» PROBLEM
Below are some records; print every one of them exactly.
--------------------------------
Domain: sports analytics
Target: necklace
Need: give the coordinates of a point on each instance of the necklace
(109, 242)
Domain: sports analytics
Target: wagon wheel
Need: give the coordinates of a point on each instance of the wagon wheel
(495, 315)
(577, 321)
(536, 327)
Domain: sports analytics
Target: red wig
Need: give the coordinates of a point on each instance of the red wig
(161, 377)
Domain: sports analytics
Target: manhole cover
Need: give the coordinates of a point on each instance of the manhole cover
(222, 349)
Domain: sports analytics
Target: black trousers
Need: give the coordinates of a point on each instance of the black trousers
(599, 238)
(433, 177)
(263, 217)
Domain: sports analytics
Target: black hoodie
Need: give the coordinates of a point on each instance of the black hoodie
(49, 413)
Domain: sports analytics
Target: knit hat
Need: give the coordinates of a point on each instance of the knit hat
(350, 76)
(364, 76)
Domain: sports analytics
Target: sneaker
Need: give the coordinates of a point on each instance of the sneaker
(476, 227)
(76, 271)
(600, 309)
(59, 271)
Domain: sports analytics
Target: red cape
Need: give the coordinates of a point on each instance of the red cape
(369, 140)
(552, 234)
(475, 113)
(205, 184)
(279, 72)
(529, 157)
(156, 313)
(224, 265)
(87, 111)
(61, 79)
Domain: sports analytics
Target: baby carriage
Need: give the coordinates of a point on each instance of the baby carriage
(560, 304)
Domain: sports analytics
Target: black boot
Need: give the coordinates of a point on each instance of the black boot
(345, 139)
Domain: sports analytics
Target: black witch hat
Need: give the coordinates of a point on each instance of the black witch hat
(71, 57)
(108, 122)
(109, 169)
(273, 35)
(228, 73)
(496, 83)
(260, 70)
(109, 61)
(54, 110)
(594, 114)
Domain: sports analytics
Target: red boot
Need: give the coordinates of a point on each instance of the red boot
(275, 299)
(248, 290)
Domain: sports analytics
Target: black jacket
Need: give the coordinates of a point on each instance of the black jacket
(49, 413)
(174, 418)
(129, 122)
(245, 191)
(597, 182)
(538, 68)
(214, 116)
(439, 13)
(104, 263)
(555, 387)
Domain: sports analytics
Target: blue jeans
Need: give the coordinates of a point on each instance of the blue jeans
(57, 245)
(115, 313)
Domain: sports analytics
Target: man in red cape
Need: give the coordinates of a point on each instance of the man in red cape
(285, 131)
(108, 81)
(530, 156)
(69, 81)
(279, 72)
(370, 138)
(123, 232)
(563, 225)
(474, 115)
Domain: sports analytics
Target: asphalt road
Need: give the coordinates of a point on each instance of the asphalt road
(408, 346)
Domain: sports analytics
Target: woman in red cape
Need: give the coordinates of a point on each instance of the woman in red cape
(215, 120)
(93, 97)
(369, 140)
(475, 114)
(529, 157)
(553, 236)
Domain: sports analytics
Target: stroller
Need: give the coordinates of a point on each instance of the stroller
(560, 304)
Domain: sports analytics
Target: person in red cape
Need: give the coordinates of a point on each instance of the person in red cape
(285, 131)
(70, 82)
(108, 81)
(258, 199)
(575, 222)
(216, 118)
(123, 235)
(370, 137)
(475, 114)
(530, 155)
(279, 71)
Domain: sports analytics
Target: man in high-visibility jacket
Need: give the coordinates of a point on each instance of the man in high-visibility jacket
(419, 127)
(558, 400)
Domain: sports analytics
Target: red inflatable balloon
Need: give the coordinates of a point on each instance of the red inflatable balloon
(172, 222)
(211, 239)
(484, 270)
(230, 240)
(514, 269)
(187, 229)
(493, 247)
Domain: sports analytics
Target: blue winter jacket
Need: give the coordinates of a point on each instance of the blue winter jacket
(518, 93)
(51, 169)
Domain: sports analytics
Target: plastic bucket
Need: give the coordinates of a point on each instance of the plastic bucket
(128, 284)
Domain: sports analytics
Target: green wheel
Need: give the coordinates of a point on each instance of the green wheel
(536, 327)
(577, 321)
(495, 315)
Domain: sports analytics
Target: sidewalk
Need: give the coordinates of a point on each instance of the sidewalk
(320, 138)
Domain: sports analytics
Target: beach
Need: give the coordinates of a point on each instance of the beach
--------------------------------
» OUTPUT
Domain: sports analytics
Target: necklace
Need: give the coordinates of a point on each instance of the necklace
(109, 242)
Domain: sports analytics
Target: wagon wheel
Need: give the coordinates of a point on each instance of the wagon wheel
(495, 315)
(577, 321)
(536, 327)
Domain: sports analytics
Target: red wig
Need: give the coordinates of a point on each instance of the red wig
(161, 377)
Domain: sports analytics
Target: manhole cover
Need: give the coordinates of a point on each instance of the manhole cover
(222, 349)
Domain: sports analytics
Target: black trousers
Need: give the coordinates of a point on each instance of the black trousers
(599, 238)
(433, 177)
(263, 217)
Domain: sports analytics
Target: black hoodie
Need: give the coordinates of a point on each instance of the black hoodie
(49, 413)
Domain: sports analytics
Target: knit hat
Need: give the coordinates of a point on each instance of the knit hat
(350, 76)
(364, 76)
Domain: sports analytics
Target: sneaker
Need: give the coordinates of a point on each instance of the sneaker
(476, 227)
(76, 271)
(600, 309)
(59, 271)
Domain: sports analytics
Target: red cape
Need: give the coordinates of a point on each instance of the red cape
(369, 140)
(552, 234)
(475, 113)
(205, 184)
(279, 72)
(529, 157)
(156, 313)
(224, 265)
(87, 111)
(61, 79)
Domain: sports analytics
Target: baby carriage
Need: give the coordinates of a point on each instance of the baby carriage
(560, 304)
Domain: sports analytics
Target: black boot
Need: give the coordinates of a point on each instance of the black boot
(345, 139)
Domain: sports analytics
Target: black witch hat
Need: give the coordinates of a point on each instance of the black witch hat
(71, 57)
(108, 122)
(109, 169)
(273, 35)
(228, 73)
(496, 83)
(260, 70)
(109, 61)
(54, 110)
(594, 114)
Domain: sports analytics
Target: red boot
Need: give the coordinates of a point on each instance of the red boot
(275, 299)
(248, 290)
Domain: sports analytics
Target: black jacket
Need: give the coordinates of a point on each instance of the black jacket
(49, 413)
(174, 418)
(129, 122)
(245, 191)
(597, 182)
(538, 68)
(214, 116)
(439, 13)
(104, 263)
(555, 387)
Domain: sports analytics
Target: blue jeans
Need: give the coordinates of a point on each instance of the blue jeans
(57, 245)
(115, 313)
Domain: sports analytics
Target: man in red cape
Need: give the coordinates of a point on each instance of the man in red cape
(285, 131)
(108, 81)
(530, 156)
(69, 81)
(279, 72)
(370, 138)
(123, 232)
(563, 225)
(474, 115)
Domain: sports analytics
Target: asphalt road
Need: give the coordinates of a point on each instance of the asphalt road
(408, 346)
Domain: sports analytics
Target: woman in red cape
Need: give the coordinates of a point on each instance of the woman in red cape
(215, 120)
(93, 97)
(369, 140)
(475, 114)
(529, 157)
(553, 236)
Domain: sports analytics
Target: stroller
Need: give the coordinates of a point on each instance of the stroller
(560, 304)
Domain: sports analytics
Target: person in red cape
Need: give the coordinates of a point on each instance of the person in red cape
(285, 131)
(70, 82)
(108, 81)
(258, 199)
(575, 222)
(216, 118)
(123, 235)
(370, 137)
(475, 114)
(530, 155)
(279, 71)
Domain: sports analytics
Target: man in high-visibility jacket
Need: give the coordinates of a point on each instance of the man in high-visibility jacket
(419, 127)
(558, 400)
Domain: sports analytics
Target: red inflatable balloon
Need: give the coordinates of a point on each instance of the red inflatable balloon
(172, 222)
(211, 239)
(484, 270)
(230, 240)
(514, 269)
(187, 229)
(493, 247)
Domain: sports analytics
Target: blue winter jacket
Need: give the coordinates of a point on each instance of the blue winter jacket
(518, 93)
(51, 169)
Domain: sports analytics
Target: plastic bucket
Need: give the coordinates of a point on each instance of the plastic bucket
(128, 284)
Domain: sports analytics
Target: green wheel
Need: give the coordinates of a point on each instance of the green wheel
(536, 327)
(577, 321)
(495, 315)
Domain: sports analytics
Target: sidewalk
Need: give the coordinates of a point on each instance of the sidewalk
(320, 138)
Domain: sports analytics
Target: beach
Need: give the coordinates of a point on each instance of the beach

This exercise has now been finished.